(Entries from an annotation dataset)
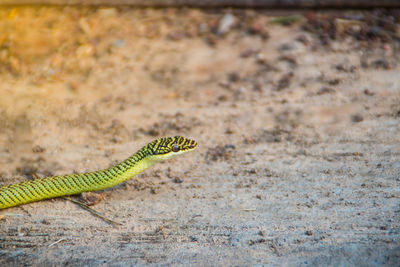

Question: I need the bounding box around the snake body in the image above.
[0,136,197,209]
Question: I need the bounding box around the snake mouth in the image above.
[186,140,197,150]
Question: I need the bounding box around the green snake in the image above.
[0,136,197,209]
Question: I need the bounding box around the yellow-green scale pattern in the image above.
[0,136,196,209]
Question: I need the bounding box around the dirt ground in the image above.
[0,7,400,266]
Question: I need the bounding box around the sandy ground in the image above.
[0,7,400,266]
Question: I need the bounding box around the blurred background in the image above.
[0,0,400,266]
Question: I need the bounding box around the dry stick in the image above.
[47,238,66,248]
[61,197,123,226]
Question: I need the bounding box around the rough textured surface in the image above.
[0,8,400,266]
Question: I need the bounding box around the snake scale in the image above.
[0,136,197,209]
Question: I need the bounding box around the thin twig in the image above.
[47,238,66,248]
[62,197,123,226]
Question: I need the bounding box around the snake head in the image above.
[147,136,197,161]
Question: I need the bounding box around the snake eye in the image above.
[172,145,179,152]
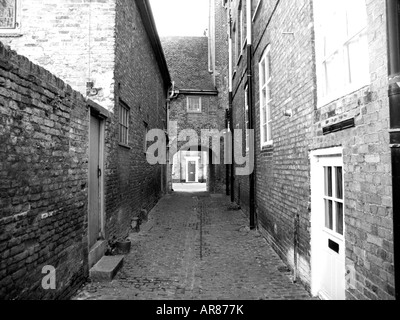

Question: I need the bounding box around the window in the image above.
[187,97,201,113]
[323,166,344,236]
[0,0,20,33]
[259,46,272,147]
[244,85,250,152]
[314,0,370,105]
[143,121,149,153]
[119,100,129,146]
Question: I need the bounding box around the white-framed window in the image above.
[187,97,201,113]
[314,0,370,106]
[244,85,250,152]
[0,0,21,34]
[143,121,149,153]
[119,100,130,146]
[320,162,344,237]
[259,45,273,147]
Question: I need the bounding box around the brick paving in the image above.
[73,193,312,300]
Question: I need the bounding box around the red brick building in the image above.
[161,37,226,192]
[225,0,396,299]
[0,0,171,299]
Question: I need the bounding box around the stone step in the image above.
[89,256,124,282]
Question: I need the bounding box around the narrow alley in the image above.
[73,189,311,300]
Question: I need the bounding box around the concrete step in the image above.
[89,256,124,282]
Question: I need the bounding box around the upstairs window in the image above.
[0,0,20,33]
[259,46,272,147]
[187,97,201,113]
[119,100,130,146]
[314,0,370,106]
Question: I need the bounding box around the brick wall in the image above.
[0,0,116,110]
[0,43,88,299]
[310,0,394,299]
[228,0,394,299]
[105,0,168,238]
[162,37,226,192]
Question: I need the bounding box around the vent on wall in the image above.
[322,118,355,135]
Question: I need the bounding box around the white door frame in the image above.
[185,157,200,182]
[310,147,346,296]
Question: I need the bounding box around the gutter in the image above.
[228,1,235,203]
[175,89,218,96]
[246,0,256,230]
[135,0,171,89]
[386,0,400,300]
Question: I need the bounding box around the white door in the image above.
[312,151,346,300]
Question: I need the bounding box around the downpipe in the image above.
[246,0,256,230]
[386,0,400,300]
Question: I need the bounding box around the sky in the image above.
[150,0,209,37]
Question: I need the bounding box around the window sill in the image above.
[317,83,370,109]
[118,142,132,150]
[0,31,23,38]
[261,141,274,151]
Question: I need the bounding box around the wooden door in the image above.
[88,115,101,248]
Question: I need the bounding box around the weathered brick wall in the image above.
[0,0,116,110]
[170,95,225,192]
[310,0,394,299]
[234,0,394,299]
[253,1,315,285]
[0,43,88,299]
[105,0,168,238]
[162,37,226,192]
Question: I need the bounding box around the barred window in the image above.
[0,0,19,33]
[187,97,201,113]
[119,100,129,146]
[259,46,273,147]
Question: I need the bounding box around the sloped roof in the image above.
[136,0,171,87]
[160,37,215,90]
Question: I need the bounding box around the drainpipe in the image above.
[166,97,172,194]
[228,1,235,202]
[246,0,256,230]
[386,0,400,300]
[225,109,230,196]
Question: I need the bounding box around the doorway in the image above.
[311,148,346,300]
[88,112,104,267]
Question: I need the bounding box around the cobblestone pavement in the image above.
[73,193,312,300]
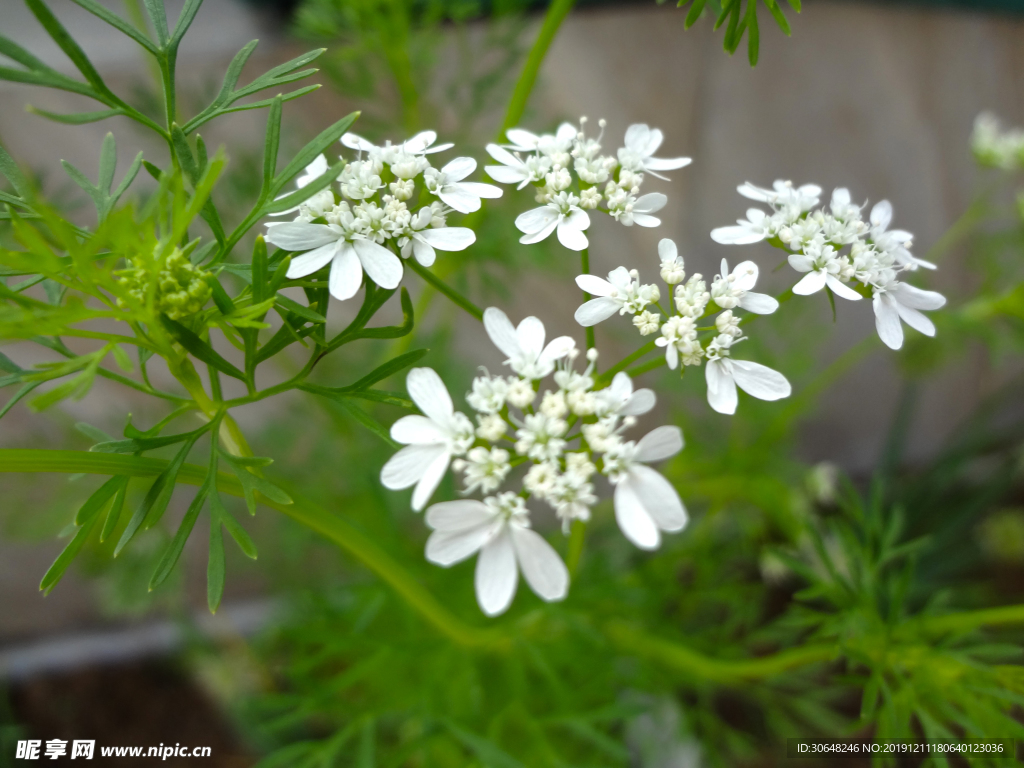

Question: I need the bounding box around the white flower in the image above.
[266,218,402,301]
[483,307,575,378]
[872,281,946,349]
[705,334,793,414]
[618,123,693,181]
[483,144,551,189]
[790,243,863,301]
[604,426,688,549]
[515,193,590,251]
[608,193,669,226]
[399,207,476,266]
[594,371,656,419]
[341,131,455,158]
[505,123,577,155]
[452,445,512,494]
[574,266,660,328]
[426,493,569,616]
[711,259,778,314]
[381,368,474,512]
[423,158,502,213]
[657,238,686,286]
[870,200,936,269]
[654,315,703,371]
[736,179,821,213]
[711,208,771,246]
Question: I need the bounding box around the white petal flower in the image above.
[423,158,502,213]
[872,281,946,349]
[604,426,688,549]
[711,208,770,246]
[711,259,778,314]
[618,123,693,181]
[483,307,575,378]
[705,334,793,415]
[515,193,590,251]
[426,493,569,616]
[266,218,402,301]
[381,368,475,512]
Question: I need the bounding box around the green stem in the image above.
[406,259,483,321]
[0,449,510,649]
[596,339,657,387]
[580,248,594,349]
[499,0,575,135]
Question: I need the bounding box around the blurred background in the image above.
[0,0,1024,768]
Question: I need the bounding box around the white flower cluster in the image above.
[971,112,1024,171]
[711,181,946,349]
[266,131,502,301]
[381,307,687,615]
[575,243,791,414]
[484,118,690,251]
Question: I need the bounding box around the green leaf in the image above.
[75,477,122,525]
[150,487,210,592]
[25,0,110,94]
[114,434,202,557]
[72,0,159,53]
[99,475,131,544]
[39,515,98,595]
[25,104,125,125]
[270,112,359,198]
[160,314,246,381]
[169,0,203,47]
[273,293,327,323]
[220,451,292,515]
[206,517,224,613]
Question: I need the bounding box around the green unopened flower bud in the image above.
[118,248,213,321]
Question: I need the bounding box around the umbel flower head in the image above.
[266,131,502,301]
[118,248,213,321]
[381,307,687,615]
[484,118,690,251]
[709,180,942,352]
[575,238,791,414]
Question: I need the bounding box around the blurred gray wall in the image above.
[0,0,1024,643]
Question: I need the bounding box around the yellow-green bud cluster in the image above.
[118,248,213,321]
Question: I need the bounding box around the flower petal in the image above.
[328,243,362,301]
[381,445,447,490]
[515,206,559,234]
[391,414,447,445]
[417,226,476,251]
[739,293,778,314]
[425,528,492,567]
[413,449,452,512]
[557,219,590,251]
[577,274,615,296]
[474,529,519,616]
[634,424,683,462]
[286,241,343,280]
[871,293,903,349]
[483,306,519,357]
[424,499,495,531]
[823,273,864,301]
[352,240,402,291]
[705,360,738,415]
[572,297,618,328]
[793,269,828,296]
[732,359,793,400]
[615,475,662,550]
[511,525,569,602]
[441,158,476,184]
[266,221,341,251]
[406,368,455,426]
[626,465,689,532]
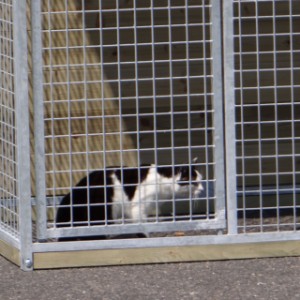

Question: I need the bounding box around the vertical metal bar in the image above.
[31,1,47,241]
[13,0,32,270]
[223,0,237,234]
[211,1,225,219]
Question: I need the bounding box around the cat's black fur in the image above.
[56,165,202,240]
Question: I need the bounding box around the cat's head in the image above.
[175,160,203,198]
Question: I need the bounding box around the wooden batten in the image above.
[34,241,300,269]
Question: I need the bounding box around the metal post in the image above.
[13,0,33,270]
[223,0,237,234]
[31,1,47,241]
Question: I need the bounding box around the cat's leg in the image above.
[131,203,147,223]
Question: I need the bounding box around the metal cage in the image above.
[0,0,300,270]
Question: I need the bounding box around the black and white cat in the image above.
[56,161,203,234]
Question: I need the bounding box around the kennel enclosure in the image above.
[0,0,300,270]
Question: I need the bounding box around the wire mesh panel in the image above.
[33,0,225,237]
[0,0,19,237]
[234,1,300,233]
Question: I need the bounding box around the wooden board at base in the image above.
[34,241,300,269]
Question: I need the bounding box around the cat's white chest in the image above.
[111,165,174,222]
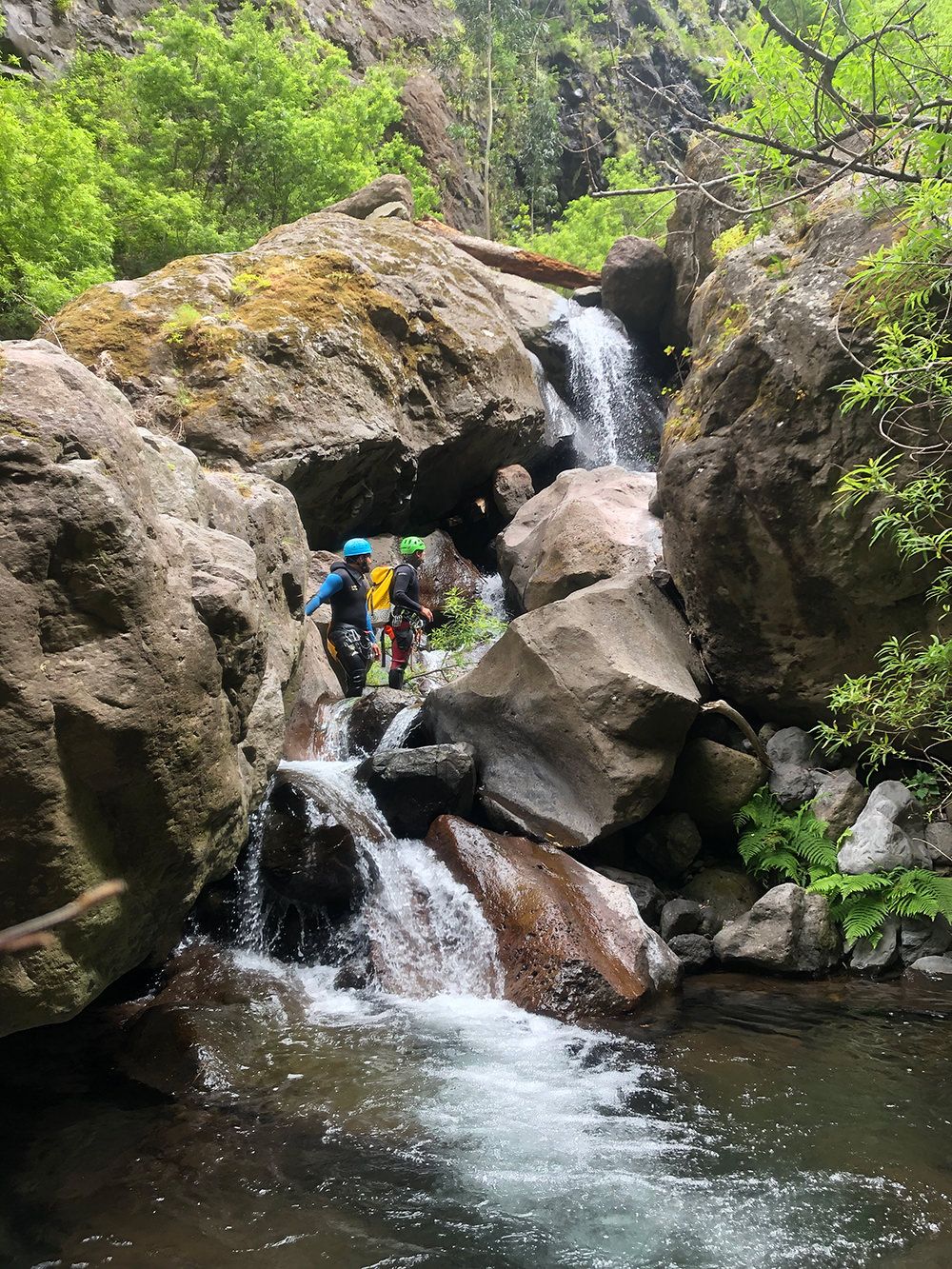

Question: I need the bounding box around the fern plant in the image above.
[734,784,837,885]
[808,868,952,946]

> **TASK TO CARRY OUT**
Set down the lines above word for word, starting at the line that contains "Question: I need the bounding box around the rough" and ending at the line that contains "[62,197,123,226]", both included.

> **RESPONSE TO THE TASK**
Question: I need the bounding box around the rough textured surface in the image above.
[0,8,400,266]
Question: I need the bounding box around the snake scale in the image above.
[0,136,197,209]
Question: I need the bounding box around the thin twig in the image above.
[47,238,66,248]
[62,197,123,226]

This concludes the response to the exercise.